## Alıntı
═══

Özdil, "Bırakın Türkiye tarihini, dünya basın tarihinde böylesine sistematik saldırı altında tutulan bir başka gazete yok. Patronundan muhabirlerine, genel yayın yönetmeninden yazarlarına, internet sitesinden muhasebe görevlilerine kadar, neredeyse yargılanmayan personelimiz yok! Hapis cezası istenmeyen yazarımız yok!" diye yazdı.

Yılmaz Özdil'in Sözcü'deki yazısı şöyle:

Türkiye Cumhuriyeti tarihi boyunca hiçbir gazete Sözcü gazetesi kadar sistematik saldırı altında kalmadı.

4.877 gündür yayınlanıyoruz.

Bu süre içinde aleyhimize 800'den fazla tazminat davası açıldı.

Bin'den fazla suç duyurusunda bulunuldu.

300'den fazla ceza davası açıldı.

2 binden fazla tekzip başvurusu yapıldı.

Toplayın bunları…

4 bini geçiyor.

Kardeş gazetemiz Korkusuz'u ilave et.

5 bine yaklaşıyor.

Yani?

Sözcü ailesi, yayın hayatına başladığı günden beri, ortalama her gün adliyeye götürüldü, her gün!

Bırakın Türkiye tarihini, dünya basın tarihinde böylesine sistematik saldırı altında tutulan bir başka gazete yok.

Patronundan muhabirlerine, genel yayın yönetmeninden yazarlarına, internet sitesinden muhasebe görevlilerine kadar, neredeyse yargılanmayan personelimiz yok!

Hapis cezası istenmeyen yazarımız yok!

Asılsız ihbarlarla, kanıtsız iftiralarla, sahte tweetlerle, yalancı tanıklarla, montaj fotoğraflarla, düpedüz kumpaslarla, linç kampanyalarıyla devamlı savcı veya hakim önüne çıkarılıyoruz.

Hukuk servisimiz adeta call center gibi çalışıyor!

Haksız vergi cezaları kesiliyor.

Basın ilanlarımız kesiliyor.

Henüz yayın hayatına başlamayan televizyonumuza bile ceza kesildi.

En son… Emin Çölaşan, Necati Doğru, Metin Yılmaz, Yücel Arı, Mustafa Çetin, Gökmen Ulu ve Yonca Yücekaleli'ye verilen toplam 20 yıl hapis cezası, istinaf mahkemesi tarafından onandı.

Can güvenliğimiz yok.

Manşetlerden ekranlardan hedef gösteriliyoruz.

Silahlı korumalarla dolaşıyoruz.

Peki tüm bunlara “nasıl katlanıyorsunuz?” derseniz…

Kendi payıma şöyle izah edeyim.

═══

## Veri Satırları
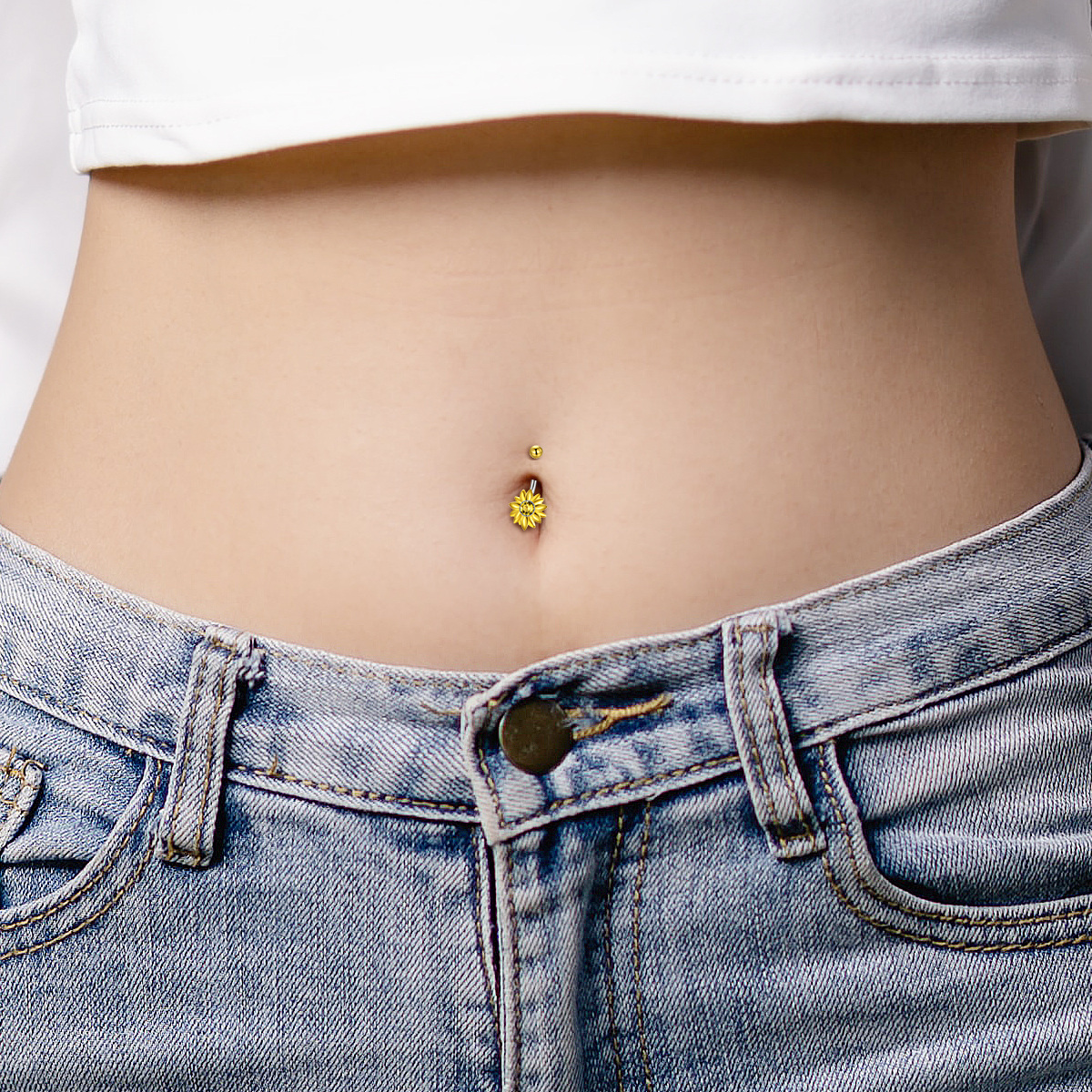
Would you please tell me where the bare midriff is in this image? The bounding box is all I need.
[0,116,1080,671]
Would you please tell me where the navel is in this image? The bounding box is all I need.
[509,443,546,531]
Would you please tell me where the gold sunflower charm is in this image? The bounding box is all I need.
[511,479,546,531]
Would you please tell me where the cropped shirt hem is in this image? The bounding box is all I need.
[69,54,1092,173]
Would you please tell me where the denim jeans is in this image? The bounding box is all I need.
[0,444,1092,1092]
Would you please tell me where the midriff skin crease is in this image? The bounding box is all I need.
[0,116,1080,671]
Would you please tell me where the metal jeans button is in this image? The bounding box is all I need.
[500,698,572,774]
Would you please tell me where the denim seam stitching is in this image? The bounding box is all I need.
[491,748,738,841]
[819,753,1092,950]
[797,624,1092,744]
[470,835,501,1050]
[504,847,523,1088]
[0,759,163,935]
[0,821,155,960]
[602,807,626,1092]
[633,801,652,1092]
[0,672,474,814]
[228,764,475,815]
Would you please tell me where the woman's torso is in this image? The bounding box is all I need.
[0,116,1079,671]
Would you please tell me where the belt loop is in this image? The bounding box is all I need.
[155,626,264,868]
[723,610,826,861]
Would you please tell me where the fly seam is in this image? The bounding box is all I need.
[470,834,502,1050]
[633,802,652,1092]
[602,808,624,1092]
[759,626,814,837]
[167,656,208,858]
[503,846,523,1088]
[732,622,785,848]
[819,753,1092,926]
[564,693,672,743]
[0,760,163,930]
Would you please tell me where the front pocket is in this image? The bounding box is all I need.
[808,645,1092,950]
[0,693,165,960]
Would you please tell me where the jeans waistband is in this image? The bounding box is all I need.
[0,439,1092,837]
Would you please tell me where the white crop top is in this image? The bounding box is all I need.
[67,0,1092,171]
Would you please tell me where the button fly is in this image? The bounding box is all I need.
[500,698,572,774]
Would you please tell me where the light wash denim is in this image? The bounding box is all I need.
[0,442,1092,1092]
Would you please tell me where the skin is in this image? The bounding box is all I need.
[0,116,1080,671]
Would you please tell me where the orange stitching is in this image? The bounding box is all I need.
[732,622,785,848]
[0,759,163,930]
[633,802,652,1092]
[602,808,624,1092]
[564,693,672,743]
[819,752,1092,927]
[0,821,155,960]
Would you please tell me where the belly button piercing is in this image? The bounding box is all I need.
[510,443,546,531]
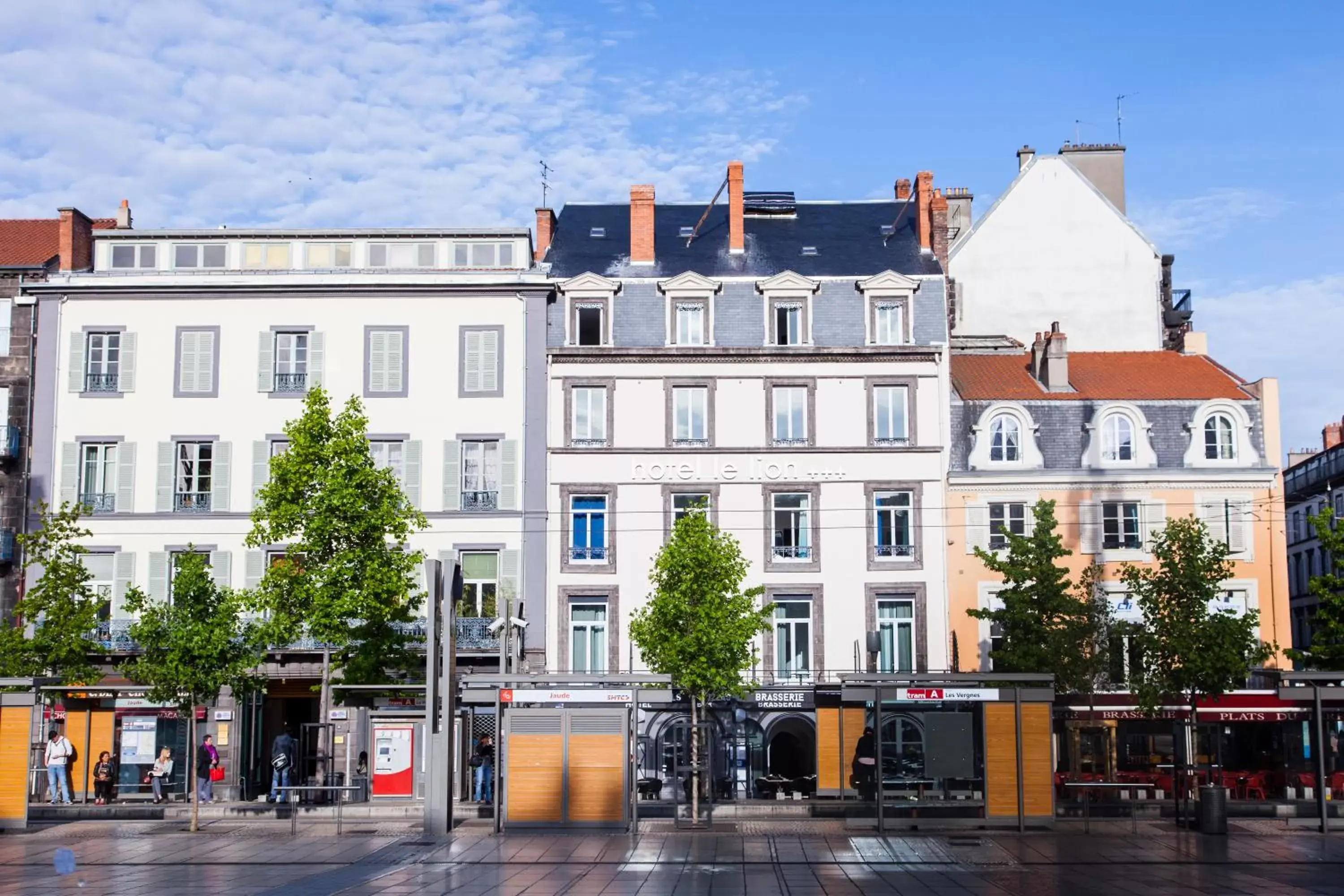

═══

## İstek 1
Sözcü gazetesine yönelik davaları anlatan yazıda yazar, Sözcü ailesinin ortalama her gün adliyeye götürüldüğünü söylüyor. Bu sonuca neye dayanarak vardığını bir ile üç cümleyle açıklayın.
## İstek 2
Sözcü gazetesine yönelik davaları anlatan yazıyı kaldığı yerden devam ettirin.

## Alıştırma Yanıtı 1
Yazar, gazetenin 4.877 gündür yayınlandığını belirtiyor. Bu sürede gazeteye karşı 800'den fazla tazminat davası açıldı, binden fazla suç duyurusunda bulunuldu, 300'den fazla ceza davası açıldı ve 2 binden fazla tekzip başvurusu yapıldı; bunların toplamı 4 bini geçiyor. Kardeş gazete Korkusuz da eklenince sayı 5 bine yaklaştığı için yayın günlerine bölündüğünde ortalama her güne bir dava ya da başvuru düşüyor.

## Alıştırma Yanıtı 2
Henüz üniversite öğrencisiydim.

Gazetecilik okuyorum.

Sokakta tatsız bir hadiseye karıştık, karşımızdaki polisti, o bize, biz ona vurduk, e haliyle kelepçelediler, geceyi karakolda geçirdim.

Sabah olunca adliyeye götüreceklerdi.

“Avukatımla görüşmek istiyorum” dedim.

Komiser şöyle bir yüzüme baktı, “burası Amerika mı lan” dedi!

Meğer, suçüstü yakalandığım için suçüstü mahkemesine çıkarılacaktım, o günkü yasalar gereği suçüstü mahkemesinde avukat mavukat olmuyordu.

Polis aracına bindirdiler, Konak'ta devlet hastanesinin önünde indirdiler, ellerim önden kelepçeliydi, mevsim yaz, tişörtlüydüm, kelepçelerin üstüne kazak filan atarak kamufle edemiyordum.

Emniyet müdürlüğü binasına kadar o vaziyette yürüttüler.

Akıllarınca ibreti alem yaptılar.

Neyse… Parmak izi falan aldılar, mahkemeye çıkardılar.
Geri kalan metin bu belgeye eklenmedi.